EXCERPTED PASSAGE:
**********

8. You smile with insane pride when the girls tell you that not everyone at summer camp knows they are siblings. Because one girl said to Kallista in disbelief: "You two are related?," only to have Kallista answer: "Yeah! My sister is adopted from China. And we are sisters." And you delight as Athena agrees and smiles too, nodding as Kallista relates the tale.

9. You spend hours -- nay, days -- searching for library books gone AWOL. Their topics, because they are Athena's, are always "dogs" or "penguins." These books, like their subjects, spread themselves into the most inconceivable spaces of your modest home: under beds, inside couch cushions, in suitcases tucked away in basement storage. Why? Because Athena loves these stories, and these animals must travel with her, through the patches of her wide and excitable mind.

10. Your youngest, Kallista (recently 6), stops you in the middle of a bike ride to share her most-secret secret, which only you, her Daddy, can know. No, it's not that she is really a spy -- that was the last secret, now fair-use public knowledge -- but another whispered glimpse into the imaginative heart of a girl whose thoughts are like sunbeams. And whose trust in you is like a shower of kisses.

11. You now accept that the girls will, at times -- to express their displeasure or their surprise or their joy -- shoot you with "invisible arrows" that they draw from a quiver tethered invisibly to their back. They are alternately Cupid, Artemis, Robin Hood, or one of the various figures from the Renaissance Fair just over the Wisconsin border, a place where they imagine themselves lost in carny mazes looking for gleaming gold coins. You do accept their arrows -- whether from love or temporary displeasure. And with your wife, you counter with your own game...

12. You together let the girls try to "block" your "romantic kisses" with Kelly, which turns into a group tickle-and-hug session, and which quickly causes all invisible arrows to fade into air. This reminds you of why everything your daughters do, and that you do in turn as a parent, no matter how odd, or wonderful, or frustrating, expresses itself through the thousands of small sacrifices that have transformed you into a person that once, before the arrival of these children and their arrows, you could have never even known.

**********

INFORMATION SUPPLIED:
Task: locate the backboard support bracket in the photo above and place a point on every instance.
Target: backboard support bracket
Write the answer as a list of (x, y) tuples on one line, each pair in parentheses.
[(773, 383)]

**********

EXERCISE PROMPT: Please reproduce the passage about raising two daughters word for word from "8. You smile" to "and excitable mind.".

COMPLETE RESPONSE:
8. You smile with insane pride when the girls tell you that not everyone at summer camp knows they are siblings. Because one girl said to Kallista in disbelief: "You two are related?," only to have Kallista answer: "Yeah! My sister is adopted from China. And we are sisters." And you delight as Athena agrees and smiles too, nodding as Kallista relates the tale.

9. You spend hours -- nay, days -- searching for library books gone AWOL. Their topics, because they are Athena's, are always "dogs" or "penguins." These books, like their subjects, spread themselves into the most inconceivable spaces of your modest home: under beds, inside couch cushions, in suitcases tucked away in basement storage. Why? Because Athena loves these stories, and these animals must travel with her, through the patches of her wide and excitable mind.